Aim of the task: Reproduce every line of the data, exactly and without its pictures.

Source data:
BEGIN

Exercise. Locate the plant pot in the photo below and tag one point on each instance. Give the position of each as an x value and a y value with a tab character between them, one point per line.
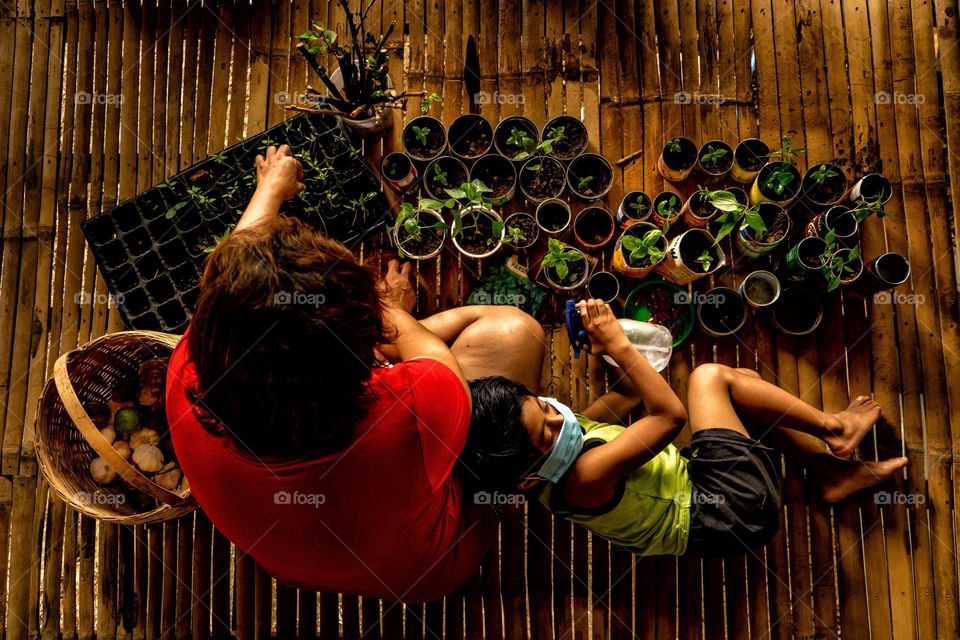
627	214
593	167
870	186
798	311
553	217
398	171
760	193
593	228
748	158
675	166
436	139
526	223
574	141
425	247
477	244
603	285
545	183
504	130
827	193
455	172
884	272
620	263
839	219
470	136
680	266
776	220
760	289
716	170
666	196
721	312
499	174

END

Result of this task:
Exercise. Locate the plant pot in the photo below and tag one point on each instance. Give the position of each as an x value and a y value with a tab character between them, one point per line.
627	214
593	167
870	186
798	311
553	217
398	171
760	193
593	228
748	158
675	166
436	139
526	223
574	141
425	247
477	244
603	285
545	183
504	130
827	193
455	172
884	272
620	263
839	219
470	136
680	266
776	220
760	289
716	170
666	196
721	312
499	174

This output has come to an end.